Start of SELECTED EXTRACT

Background

The congenital tarsal coalition is a partial or complete fusion between two or more midfoot or hindfoot bones, due to abnormal formation of bone, cartilage or fibrous tissue [1].

The incidence of tarsal coalition is about 1%, although, being often asymptomatic, the true prevalence is around 13% [2,3,4,5,6], with a male predominance and bilaterality in 50% of cases [1]. The talocalcaneal coalition (TCC) and the calcaneo-navicular coalition (CNC) are the most frequent compared to other types [7, 8].

Many patients with TCC typically show a rigid flatfoot (RFF) with loss of the medial arch [5, 9]. RFF must be distinguished from flexible flatfoot (FFF). FFF is a widespread idiopathic condition among children. In contrast with RFF, FFF is clinically characterised by the possibility of restoring a medial arch at physical examination when standing on tip toes or with the Jack’s test (rise of the medial arch with great toe passive dorsiflexion) [10, 11]. Compared to FFF, RFF is most frequently symptomatic [12]. Pain is present in about 25% of cases; symptoms generally start in the second decade of life, when the coalition ossifies [2, 9]. The management of symptomatic RFF with TCC is controversial [13]. Many authors agree that conservative treatment must be initially attempted, while surgery should be reserved when conservative treatment fails [1, 13,14,15,16].

Historically, subtalar or triple arthrodesis has been recommended for pain relief [17, 18]. More recently, some authors reported good results following bar resection, possibly associated with interposition of various tissues [8, 19,20,21,22,23,24]. This treatment aims to relieve pain and increase subtalar motion.

Moreover, some authors stressed the importance of the correction of the hindfoot alignment, during the management of painful RFF with TCC [19, 25,26,27,28,29].

The aim of this study was to compare nonoperative and operative treatment in children affected by TCC and RFF.

Methods

After institutional review board approval, a retrospective review of medical records and radiographs was conducted in patients admitted for painful RFF with TTC between 2005 and 2015 at a single tertiary referral center for pediatric orthopedics. The study involved 55 children (35 males, 20 females; 26 bilateral cases) accounting for overall 81 ft. All the patients were treated according to the surgeon’s preference and experience thus the study was not randomized. Children with painful TCC and RFF (defined “Staheli Arch Index” > 1.28 and rearfoot eversion > 10° [30, 31]) were enrolled. Computed Tomography (CT) was performed to confirm the diagnosis. We divided our cohort in two groups: A) nonoperative, consisting of manipulation under anesthesia and cast application (34 children; 47 ft); B) operative, consisting in TCC resection, graft interposition and subtalar arthroereisis (21 children; 34 ft).

End of SELECTED EXTRACT
Start of DATASET EXTRACT

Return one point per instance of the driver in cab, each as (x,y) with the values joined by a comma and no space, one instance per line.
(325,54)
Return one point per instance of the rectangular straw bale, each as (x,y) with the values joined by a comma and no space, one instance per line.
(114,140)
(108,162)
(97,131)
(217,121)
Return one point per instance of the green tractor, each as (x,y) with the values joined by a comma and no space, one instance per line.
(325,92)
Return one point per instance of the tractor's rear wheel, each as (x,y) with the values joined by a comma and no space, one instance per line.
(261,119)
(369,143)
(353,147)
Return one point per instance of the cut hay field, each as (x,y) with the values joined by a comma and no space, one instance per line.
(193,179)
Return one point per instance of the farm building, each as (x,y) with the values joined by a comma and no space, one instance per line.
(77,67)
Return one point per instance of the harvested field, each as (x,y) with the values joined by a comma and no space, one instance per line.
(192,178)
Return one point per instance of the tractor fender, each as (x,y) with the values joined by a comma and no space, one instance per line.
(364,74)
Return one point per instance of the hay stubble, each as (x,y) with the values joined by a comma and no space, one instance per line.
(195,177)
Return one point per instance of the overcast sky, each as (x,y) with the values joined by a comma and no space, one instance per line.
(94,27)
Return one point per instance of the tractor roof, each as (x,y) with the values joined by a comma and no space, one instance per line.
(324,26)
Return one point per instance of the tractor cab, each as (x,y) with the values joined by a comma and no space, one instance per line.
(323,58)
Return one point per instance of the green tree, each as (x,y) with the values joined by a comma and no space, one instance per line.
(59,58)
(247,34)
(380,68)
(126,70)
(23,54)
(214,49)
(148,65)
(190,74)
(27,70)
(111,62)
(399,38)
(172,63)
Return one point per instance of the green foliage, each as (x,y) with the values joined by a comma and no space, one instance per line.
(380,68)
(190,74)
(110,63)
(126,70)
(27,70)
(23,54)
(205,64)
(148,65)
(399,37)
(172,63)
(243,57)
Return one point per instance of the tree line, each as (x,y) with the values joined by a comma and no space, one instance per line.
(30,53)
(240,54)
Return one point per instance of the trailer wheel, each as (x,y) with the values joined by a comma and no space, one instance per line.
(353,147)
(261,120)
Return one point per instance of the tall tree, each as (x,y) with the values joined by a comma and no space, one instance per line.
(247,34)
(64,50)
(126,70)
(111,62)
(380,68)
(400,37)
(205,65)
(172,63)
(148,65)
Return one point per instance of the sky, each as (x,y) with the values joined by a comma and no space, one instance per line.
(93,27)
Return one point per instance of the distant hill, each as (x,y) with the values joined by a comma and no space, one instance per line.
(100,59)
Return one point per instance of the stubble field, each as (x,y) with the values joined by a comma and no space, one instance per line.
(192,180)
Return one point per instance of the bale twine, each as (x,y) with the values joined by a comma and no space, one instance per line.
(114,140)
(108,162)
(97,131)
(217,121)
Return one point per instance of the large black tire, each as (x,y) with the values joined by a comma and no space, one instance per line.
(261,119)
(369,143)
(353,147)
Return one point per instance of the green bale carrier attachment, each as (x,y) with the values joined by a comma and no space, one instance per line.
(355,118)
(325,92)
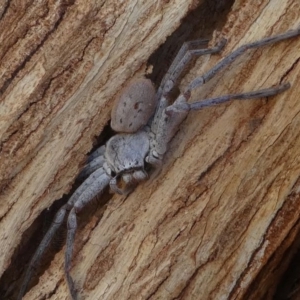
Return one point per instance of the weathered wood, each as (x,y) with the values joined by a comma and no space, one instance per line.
(227,196)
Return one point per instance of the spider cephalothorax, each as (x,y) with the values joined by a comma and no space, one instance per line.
(145,122)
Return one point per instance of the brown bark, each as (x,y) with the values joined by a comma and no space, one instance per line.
(225,206)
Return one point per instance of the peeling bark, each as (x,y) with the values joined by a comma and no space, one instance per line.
(216,221)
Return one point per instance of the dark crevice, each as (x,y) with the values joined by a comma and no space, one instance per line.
(5,9)
(200,23)
(11,280)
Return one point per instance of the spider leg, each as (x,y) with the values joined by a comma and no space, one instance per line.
(58,220)
(56,223)
(183,57)
(227,60)
(181,60)
(240,96)
(97,181)
(170,117)
(91,167)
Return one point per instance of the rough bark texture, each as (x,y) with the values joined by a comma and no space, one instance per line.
(225,207)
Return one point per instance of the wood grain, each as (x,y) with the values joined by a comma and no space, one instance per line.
(227,197)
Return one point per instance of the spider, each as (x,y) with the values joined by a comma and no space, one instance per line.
(145,122)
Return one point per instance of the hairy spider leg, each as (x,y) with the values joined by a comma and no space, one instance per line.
(181,60)
(56,223)
(97,182)
(171,116)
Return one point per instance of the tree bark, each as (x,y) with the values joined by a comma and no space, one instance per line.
(216,221)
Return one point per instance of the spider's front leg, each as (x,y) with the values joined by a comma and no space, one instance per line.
(92,187)
(168,118)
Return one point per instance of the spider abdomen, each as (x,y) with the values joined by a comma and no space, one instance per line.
(134,107)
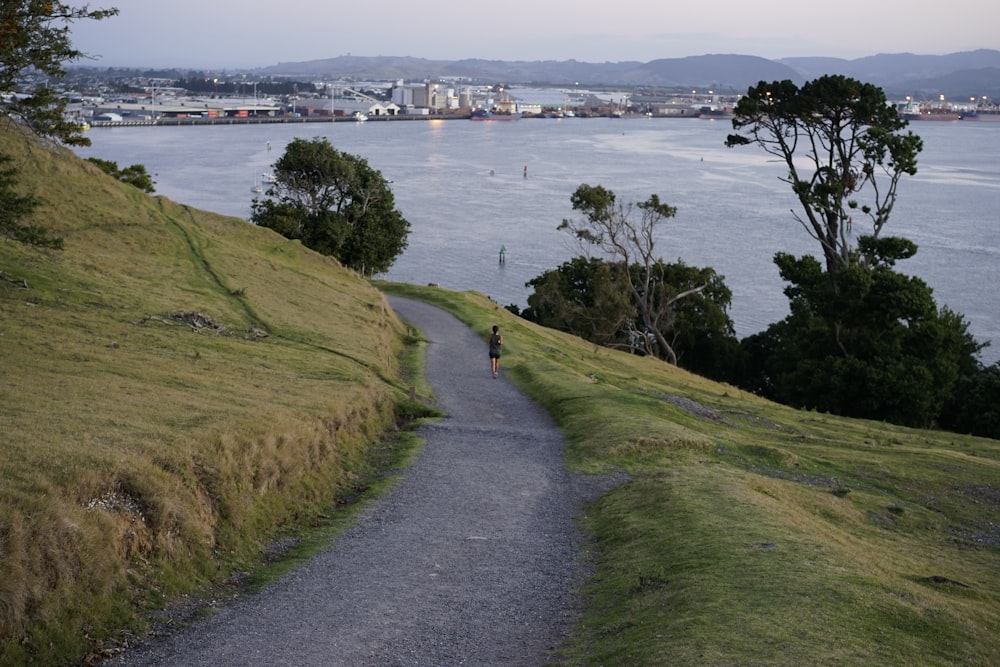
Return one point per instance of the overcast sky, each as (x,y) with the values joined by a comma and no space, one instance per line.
(253,33)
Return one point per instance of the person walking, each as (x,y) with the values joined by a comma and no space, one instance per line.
(496,341)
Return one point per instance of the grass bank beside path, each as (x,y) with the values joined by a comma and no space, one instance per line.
(755,534)
(177,391)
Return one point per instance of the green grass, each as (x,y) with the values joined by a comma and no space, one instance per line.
(750,533)
(179,389)
(144,457)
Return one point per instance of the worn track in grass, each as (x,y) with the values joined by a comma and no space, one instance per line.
(472,559)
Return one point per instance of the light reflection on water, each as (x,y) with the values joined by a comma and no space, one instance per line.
(462,186)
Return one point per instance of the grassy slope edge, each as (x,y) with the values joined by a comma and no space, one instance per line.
(754,534)
(177,387)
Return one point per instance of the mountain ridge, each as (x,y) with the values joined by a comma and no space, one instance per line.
(961,74)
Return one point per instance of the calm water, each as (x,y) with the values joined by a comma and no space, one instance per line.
(463,187)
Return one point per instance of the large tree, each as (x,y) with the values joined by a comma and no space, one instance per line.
(845,149)
(34,47)
(626,233)
(336,204)
(870,342)
(861,340)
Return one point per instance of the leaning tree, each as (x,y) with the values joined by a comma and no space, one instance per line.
(627,234)
(34,48)
(845,149)
(336,204)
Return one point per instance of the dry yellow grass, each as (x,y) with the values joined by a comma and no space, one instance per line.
(176,387)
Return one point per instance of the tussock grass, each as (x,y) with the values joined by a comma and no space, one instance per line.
(752,534)
(178,389)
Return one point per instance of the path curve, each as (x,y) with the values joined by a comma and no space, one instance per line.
(472,559)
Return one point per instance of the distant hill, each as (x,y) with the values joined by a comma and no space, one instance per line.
(956,75)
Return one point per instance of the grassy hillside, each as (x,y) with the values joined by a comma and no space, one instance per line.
(752,534)
(176,386)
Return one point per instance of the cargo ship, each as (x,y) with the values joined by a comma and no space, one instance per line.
(982,115)
(486,114)
(921,112)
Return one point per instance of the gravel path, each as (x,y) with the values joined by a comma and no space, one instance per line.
(472,559)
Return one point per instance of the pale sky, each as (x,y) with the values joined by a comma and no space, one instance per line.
(253,33)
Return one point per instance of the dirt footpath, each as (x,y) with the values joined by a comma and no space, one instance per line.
(473,559)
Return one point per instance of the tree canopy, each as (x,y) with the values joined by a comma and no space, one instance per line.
(627,234)
(35,40)
(336,204)
(591,298)
(845,149)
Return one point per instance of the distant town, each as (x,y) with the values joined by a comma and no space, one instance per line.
(100,98)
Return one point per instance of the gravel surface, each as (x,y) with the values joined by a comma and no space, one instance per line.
(472,559)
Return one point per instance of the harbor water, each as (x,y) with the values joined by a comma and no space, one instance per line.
(470,188)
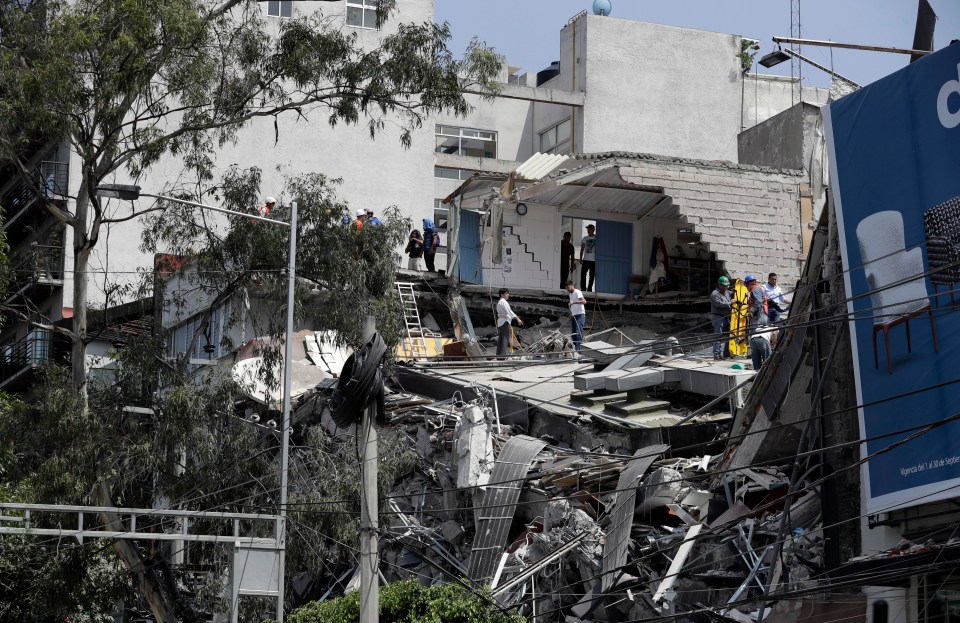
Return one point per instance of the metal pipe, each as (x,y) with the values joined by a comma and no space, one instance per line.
(254,217)
(849,46)
(790,52)
(285,419)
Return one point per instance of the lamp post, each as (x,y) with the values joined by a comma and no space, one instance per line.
(131,192)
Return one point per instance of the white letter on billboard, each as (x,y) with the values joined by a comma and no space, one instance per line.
(948,119)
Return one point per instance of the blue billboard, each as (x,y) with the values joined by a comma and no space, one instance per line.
(895,169)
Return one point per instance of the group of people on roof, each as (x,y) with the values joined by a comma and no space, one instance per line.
(763,308)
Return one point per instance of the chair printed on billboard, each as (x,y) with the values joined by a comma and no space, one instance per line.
(941,224)
(895,279)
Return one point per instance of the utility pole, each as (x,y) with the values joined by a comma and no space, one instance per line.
(285,419)
(369,512)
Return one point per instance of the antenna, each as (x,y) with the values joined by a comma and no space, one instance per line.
(796,71)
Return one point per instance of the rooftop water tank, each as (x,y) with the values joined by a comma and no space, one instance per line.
(549,73)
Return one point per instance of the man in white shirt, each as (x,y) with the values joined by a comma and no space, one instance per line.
(588,259)
(776,302)
(578,315)
(505,316)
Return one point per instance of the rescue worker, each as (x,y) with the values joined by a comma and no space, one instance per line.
(372,219)
(720,316)
(762,338)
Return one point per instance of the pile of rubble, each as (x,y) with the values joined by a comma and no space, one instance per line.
(568,535)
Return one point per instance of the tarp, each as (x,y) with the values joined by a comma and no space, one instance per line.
(895,163)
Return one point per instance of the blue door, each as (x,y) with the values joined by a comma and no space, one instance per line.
(614,256)
(468,263)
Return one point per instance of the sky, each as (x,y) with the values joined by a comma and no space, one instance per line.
(528,31)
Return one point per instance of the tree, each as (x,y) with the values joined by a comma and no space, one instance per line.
(126,83)
(410,602)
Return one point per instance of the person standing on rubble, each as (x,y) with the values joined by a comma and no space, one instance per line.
(431,240)
(505,317)
(776,301)
(414,250)
(567,262)
(578,314)
(762,338)
(588,259)
(720,316)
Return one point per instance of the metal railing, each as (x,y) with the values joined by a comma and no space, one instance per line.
(31,351)
(41,263)
(50,179)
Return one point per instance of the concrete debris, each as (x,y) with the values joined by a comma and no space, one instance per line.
(577,515)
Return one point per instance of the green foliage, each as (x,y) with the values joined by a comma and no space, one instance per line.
(354,269)
(409,602)
(43,579)
(747,54)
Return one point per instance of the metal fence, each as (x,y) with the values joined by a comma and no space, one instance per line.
(33,350)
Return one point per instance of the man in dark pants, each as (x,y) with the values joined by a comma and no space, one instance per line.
(431,240)
(505,317)
(588,259)
(567,263)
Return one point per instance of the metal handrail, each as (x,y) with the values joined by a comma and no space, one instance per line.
(51,178)
(32,350)
(42,260)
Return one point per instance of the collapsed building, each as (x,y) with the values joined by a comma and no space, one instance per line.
(646,484)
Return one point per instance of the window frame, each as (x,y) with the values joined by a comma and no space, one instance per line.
(363,6)
(554,129)
(462,174)
(469,134)
(220,323)
(441,221)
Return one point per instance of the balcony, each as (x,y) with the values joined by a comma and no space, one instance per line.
(19,359)
(52,180)
(37,271)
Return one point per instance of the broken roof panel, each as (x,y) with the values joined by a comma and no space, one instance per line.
(495,515)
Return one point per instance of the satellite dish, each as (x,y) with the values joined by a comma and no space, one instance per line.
(602,7)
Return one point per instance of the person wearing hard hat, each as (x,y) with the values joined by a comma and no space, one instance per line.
(265,209)
(720,316)
(372,219)
(761,333)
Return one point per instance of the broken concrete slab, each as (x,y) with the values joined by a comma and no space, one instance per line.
(629,407)
(597,380)
(473,445)
(602,351)
(641,378)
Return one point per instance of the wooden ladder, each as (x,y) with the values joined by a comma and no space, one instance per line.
(415,343)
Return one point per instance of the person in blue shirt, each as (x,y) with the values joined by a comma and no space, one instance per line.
(431,240)
(371,219)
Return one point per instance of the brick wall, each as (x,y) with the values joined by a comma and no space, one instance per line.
(750,216)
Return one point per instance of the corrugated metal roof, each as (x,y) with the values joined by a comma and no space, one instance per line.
(499,505)
(539,165)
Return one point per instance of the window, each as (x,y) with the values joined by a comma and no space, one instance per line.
(448,173)
(556,140)
(280,8)
(466,142)
(362,13)
(441,218)
(213,334)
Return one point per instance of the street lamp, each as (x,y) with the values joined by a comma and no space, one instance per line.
(131,193)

End of DATASET EXTRACT

▶ [TASKS TO CARRY OUT]
1. List every abbreviation that the tarsal coalition text introduces, each with the term it stands for.
2. Check each statement against the tarsal coalition text. For each, answer yes or no and quote the words that decide it.
(a) Tarsal coalition is bilateral in half of cases.
(b) Pain is present in about half of cases.
(c) Patients in the study were randomly assigned to treatment.
3. Carry on the tarsal coalition text from its last sentence.

▶ [TASK RESULTS]
1.
- TCC: talocalcaneal coalition
- CNC: calcaneo-navicular coalition
- RFF: rigid flatfoot
- FFF: flexible flatfoot
- CT: Computed Tomography

2.
(a) Yes: "bilaterality in 50% of cases"
(b) No: "Pain is present in about 25% of cases"
(c) No: "thus the study was not randomized"

3.
We excluded from the study: children treated for idiopathic or secondary flatfoot without tarsal coalition; tarsal coalitions other than TCC; children who underwent other operations; children with syndromic pathologies or neuromuscolar disorder; children with incomplete documentation or lost to follow-up.

An Italian validated version of the American Orthopaedic Foot and Ankle Society Ankle-Hindfoot Score (AOFAS-AHS) was completed at admission for each patient [32], .Lateral talar-first metatarsal angle and calcaneal pitch were calculated on radiographs. On CT we assessed the heel valgus, the coalition area, the subtalar joint space narrowing (JSN) and the presence of osteoarthritis (OA) of the subtalar joint [19, 33,34,35]. The tarsal coalition was classified according to the Rozansky’s classification [19, 33, 34].

Nonoperative treatment consisted of manipulation in supination under anesthesia; then a short-leg cast in inversion was applied for 5 weeks [18]. After cast removal, patients received custom shoe inserts to reduce overpronation and support plantar arch.

The operative treatment consisted of combined TCC resection, allograft interposition and correction of the hindfoot alignment by subtalar athroereisis with a nonresorbable screw (SPHERUS talar screw, Gruppo Bioimpianti® - Milan - Italy).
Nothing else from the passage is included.